• _Exercise requirements_: Tally the lines of the entries below that contain the string "rings", and give only the resulting number.

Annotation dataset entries
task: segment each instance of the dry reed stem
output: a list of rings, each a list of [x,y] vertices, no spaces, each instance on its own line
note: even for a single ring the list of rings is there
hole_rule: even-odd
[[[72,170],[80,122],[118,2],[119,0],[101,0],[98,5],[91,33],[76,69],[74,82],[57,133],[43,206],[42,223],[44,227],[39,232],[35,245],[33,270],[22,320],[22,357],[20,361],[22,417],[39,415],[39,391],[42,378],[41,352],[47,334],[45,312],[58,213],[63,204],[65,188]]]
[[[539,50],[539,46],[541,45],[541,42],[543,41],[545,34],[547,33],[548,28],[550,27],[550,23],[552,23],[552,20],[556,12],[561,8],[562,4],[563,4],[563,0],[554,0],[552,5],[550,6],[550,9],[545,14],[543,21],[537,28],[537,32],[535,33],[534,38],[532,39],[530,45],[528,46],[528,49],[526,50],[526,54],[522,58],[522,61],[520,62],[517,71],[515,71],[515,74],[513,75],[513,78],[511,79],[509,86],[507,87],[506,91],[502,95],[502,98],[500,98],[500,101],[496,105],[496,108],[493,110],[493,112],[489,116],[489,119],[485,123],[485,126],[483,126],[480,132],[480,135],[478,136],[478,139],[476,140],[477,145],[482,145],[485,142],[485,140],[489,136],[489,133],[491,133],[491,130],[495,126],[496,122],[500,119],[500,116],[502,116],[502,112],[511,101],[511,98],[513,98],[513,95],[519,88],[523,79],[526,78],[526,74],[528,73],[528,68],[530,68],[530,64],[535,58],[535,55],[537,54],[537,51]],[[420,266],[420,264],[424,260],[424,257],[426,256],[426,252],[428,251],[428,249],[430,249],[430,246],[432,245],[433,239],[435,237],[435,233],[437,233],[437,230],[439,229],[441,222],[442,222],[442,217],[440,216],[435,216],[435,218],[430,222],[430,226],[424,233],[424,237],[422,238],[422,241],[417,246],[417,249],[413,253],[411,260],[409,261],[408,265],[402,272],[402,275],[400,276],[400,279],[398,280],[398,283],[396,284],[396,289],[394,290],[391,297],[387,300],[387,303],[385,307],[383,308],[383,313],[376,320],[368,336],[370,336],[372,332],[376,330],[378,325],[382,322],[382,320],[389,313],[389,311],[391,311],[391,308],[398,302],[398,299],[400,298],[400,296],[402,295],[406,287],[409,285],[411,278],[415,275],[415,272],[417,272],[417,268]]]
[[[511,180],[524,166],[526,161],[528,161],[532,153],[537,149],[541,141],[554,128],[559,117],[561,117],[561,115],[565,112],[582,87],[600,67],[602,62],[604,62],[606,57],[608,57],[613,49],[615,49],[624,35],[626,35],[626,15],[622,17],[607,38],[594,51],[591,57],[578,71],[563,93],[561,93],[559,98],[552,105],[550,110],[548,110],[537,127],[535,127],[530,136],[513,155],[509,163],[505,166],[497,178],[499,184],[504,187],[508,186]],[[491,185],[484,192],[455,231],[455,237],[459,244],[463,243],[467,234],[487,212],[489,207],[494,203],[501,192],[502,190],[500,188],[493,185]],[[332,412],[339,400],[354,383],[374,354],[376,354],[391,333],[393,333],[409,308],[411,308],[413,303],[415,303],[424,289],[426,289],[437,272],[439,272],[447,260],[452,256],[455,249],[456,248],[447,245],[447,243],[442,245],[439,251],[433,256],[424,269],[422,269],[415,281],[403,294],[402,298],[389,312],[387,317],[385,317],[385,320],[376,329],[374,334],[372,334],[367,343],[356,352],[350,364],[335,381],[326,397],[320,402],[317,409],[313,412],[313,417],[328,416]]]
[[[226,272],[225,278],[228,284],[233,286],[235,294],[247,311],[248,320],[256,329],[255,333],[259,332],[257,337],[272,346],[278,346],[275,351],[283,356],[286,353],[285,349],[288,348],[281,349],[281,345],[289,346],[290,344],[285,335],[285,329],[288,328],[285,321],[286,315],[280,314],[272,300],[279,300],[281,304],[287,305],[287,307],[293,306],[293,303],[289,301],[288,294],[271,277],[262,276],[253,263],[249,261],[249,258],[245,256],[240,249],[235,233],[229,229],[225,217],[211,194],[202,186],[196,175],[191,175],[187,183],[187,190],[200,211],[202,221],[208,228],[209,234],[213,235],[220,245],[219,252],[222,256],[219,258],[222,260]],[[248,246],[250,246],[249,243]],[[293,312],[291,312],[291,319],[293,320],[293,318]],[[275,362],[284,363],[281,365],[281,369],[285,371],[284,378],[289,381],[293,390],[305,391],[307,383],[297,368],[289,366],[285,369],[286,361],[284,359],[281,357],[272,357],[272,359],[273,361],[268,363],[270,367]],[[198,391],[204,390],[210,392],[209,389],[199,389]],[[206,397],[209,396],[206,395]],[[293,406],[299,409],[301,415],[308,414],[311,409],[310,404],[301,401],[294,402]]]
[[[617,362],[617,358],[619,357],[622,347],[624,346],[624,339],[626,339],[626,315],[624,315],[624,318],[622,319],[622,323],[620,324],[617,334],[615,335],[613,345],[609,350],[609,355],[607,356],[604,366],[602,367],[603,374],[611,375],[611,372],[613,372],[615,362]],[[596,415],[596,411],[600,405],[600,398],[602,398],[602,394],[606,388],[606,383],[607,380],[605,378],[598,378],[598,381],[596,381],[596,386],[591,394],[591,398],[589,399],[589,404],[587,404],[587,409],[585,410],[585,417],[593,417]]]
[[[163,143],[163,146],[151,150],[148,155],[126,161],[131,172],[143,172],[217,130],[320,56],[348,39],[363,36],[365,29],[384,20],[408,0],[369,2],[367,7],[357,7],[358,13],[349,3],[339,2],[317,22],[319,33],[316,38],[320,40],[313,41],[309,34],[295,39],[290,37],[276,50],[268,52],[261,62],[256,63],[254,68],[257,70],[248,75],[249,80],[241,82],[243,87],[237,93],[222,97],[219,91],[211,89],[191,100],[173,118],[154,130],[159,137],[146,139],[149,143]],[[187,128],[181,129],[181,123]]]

• _Answer for the task_: 2